» **TASK REQUIREMENTS**
Copy every line of the records below character for character, with nothing changed.
★ ★ ★ ★ ★
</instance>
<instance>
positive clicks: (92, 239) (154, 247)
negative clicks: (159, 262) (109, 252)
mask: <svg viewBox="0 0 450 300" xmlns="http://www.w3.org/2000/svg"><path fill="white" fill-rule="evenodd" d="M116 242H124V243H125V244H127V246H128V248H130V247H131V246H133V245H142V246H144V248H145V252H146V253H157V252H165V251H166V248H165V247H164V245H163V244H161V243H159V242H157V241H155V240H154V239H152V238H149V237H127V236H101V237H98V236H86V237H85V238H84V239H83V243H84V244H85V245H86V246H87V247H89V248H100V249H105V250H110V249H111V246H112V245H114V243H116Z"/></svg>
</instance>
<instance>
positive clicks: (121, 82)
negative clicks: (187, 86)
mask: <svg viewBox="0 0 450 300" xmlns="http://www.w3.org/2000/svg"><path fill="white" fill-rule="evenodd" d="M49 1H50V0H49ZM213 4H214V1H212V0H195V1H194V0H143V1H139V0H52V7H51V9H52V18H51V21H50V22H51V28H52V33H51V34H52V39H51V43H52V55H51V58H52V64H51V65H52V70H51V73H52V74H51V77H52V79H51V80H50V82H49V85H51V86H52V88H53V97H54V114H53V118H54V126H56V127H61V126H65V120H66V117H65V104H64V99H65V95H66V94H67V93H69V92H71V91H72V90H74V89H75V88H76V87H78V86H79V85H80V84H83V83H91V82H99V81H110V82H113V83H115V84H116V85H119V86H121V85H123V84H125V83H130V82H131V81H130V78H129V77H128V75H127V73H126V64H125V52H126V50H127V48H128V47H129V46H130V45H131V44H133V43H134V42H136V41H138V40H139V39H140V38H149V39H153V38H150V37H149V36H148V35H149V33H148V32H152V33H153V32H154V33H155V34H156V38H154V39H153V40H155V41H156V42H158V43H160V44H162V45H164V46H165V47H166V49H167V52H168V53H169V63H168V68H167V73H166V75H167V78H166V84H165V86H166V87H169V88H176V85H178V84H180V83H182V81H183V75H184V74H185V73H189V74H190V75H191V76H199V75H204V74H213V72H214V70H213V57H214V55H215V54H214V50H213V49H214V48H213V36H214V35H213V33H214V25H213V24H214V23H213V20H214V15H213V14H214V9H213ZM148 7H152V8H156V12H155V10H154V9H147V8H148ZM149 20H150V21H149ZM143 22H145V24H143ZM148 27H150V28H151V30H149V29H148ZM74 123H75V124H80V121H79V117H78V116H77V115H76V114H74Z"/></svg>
★ ★ ★ ★ ★
» **ANSWER SECTION**
</instance>
<instance>
positive clicks: (92, 239) (154, 247)
negative clicks: (159, 262) (109, 252)
mask: <svg viewBox="0 0 450 300" xmlns="http://www.w3.org/2000/svg"><path fill="white" fill-rule="evenodd" d="M116 242H124V243H125V244H127V246H128V248H130V247H131V246H133V245H142V246H144V248H145V252H146V253H157V252H165V251H166V248H165V247H164V245H163V244H161V243H159V242H157V241H155V240H154V239H152V238H149V237H127V236H101V237H98V236H86V237H85V238H84V239H83V243H84V244H85V245H86V246H87V247H89V248H100V249H105V250H110V249H111V246H112V245H114V243H116Z"/></svg>
</instance>
<instance>
positive clicks: (121, 82)
negative clicks: (187, 86)
mask: <svg viewBox="0 0 450 300" xmlns="http://www.w3.org/2000/svg"><path fill="white" fill-rule="evenodd" d="M49 1H50V0H49ZM213 4H214V1H212V0H195V1H194V0H143V1H139V0H52V7H51V9H52V18H51V21H50V22H51V28H52V33H51V34H52V39H51V43H52V55H51V58H52V64H51V65H52V70H51V73H52V74H51V77H52V79H51V80H50V82H49V85H51V86H52V88H53V97H54V114H53V118H54V126H56V127H61V126H65V120H66V117H65V104H64V99H65V95H66V94H67V93H69V92H71V91H72V90H74V89H75V88H76V87H78V86H79V85H80V84H83V83H91V82H99V81H110V82H113V83H115V84H116V85H119V86H121V85H123V84H125V83H130V82H131V81H130V78H129V77H128V75H127V73H126V64H125V52H126V50H127V48H128V47H129V46H130V45H131V44H133V43H134V42H136V41H138V40H139V39H140V38H149V39H153V38H150V37H149V36H148V35H149V33H148V32H152V33H153V32H154V33H155V34H156V38H154V39H153V40H155V41H156V42H158V43H160V44H162V45H164V46H165V47H166V49H167V52H168V53H169V63H168V68H167V73H166V75H167V78H166V84H165V86H166V87H169V88H176V85H178V84H180V83H182V81H183V75H184V74H185V73H189V74H190V75H191V76H199V75H204V74H213V72H214V70H213V57H214V55H215V54H214V50H213V49H214V48H213V36H214V35H213V33H214V25H213V24H214V23H213V20H214V15H213V14H214V9H213ZM148 7H152V8H156V12H155V10H154V9H147V8H148ZM149 20H150V21H149ZM143 22H145V24H143ZM148 27H150V28H151V30H149V29H148ZM74 123H75V124H80V121H79V117H78V116H77V115H76V114H74Z"/></svg>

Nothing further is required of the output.